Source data
* * * *

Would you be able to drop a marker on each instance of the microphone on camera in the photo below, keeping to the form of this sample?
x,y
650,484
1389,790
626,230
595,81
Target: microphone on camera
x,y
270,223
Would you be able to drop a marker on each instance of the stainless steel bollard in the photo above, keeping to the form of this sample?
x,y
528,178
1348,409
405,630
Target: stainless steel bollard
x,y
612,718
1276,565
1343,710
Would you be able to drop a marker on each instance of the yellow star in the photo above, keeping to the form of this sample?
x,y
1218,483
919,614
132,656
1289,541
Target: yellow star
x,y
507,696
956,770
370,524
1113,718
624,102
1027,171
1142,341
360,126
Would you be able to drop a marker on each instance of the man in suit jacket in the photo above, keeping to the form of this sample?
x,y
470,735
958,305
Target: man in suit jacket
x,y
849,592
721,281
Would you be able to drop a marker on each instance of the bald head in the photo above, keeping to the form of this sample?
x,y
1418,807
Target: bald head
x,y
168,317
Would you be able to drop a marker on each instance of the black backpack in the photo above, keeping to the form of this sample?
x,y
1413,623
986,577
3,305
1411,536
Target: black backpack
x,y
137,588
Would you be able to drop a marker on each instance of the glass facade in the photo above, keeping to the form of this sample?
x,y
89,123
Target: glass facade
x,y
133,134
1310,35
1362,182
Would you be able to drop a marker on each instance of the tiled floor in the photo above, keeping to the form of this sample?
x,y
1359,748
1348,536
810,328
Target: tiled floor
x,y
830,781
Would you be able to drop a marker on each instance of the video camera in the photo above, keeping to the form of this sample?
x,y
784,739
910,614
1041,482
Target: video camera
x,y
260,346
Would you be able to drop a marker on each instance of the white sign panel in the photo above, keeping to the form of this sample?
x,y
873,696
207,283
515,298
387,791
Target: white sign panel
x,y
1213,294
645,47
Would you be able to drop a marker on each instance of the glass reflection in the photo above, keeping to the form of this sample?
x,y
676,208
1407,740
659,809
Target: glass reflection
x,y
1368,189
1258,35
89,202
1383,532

* * * *

▸ **Your goal**
Reproduce every line above without error.

▸ **Final result**
Would you be able to drop a marker on each instance of the microphone on camera in the photo below, keeping to the form of this sample?
x,y
650,484
1389,790
626,230
595,81
Target: microphone on camera
x,y
270,223
Would you be able to drop a marker on each instance of the stainless steel bollard in the photo above, keeping to the form of this sample?
x,y
528,178
1348,409
405,630
Target: stainless steel bollard
x,y
612,718
1276,565
1343,710
Would you be able to drop a marker on each instance of the yellow star in the photo above, keeping to the form of this sample?
x,y
1218,483
919,614
132,656
1289,541
Target: yellow star
x,y
507,696
956,770
370,524
1113,718
624,102
1027,171
1142,341
360,126
Would you be able to drop a marker on each instance of the man in suit jacket in the photo above, keeping to the form of this sample?
x,y
470,735
958,305
Target: man in suit jacket
x,y
849,592
721,281
Would you be able to drop a marker on each instance of the bald head in the photo above, keeping to the form of this sample?
x,y
1418,807
Target: bald head
x,y
168,317
Would you be able to drop a marker on each instance of the black backpack in the photo above, keeping to the form of this sample?
x,y
1413,623
986,577
3,305
1411,536
Target: black backpack
x,y
137,588
Would you be able to drop a marker on each instance of the glass facade in the photo above, keeping to the form of this sample?
x,y
89,123
Target: glass facade
x,y
133,134
1310,35
1362,182
Would you be able to drop a marker on each instance of the tiled floor in the photo above, keeping to the form of this sample?
x,y
1359,748
1348,536
810,328
Target: tiled floor
x,y
830,781
Would you be able to drop a marker on each instance of the video camera in the photo above, keeping to the form of this sample?
x,y
784,739
910,614
1041,482
Target: video camera
x,y
260,346
Would you be able to drop a marker on each instance of the white sign panel in the photo above, keeping to the form of this sample?
x,y
873,696
207,283
515,298
387,791
Target: white sign panel
x,y
1213,294
645,47
Would you be able to drop a marker on each instance of the glass reflection in the photo above, keeping to the form of this sample?
x,y
676,208
1407,740
659,809
Target: glass reflection
x,y
1368,189
1258,35
89,202
1383,532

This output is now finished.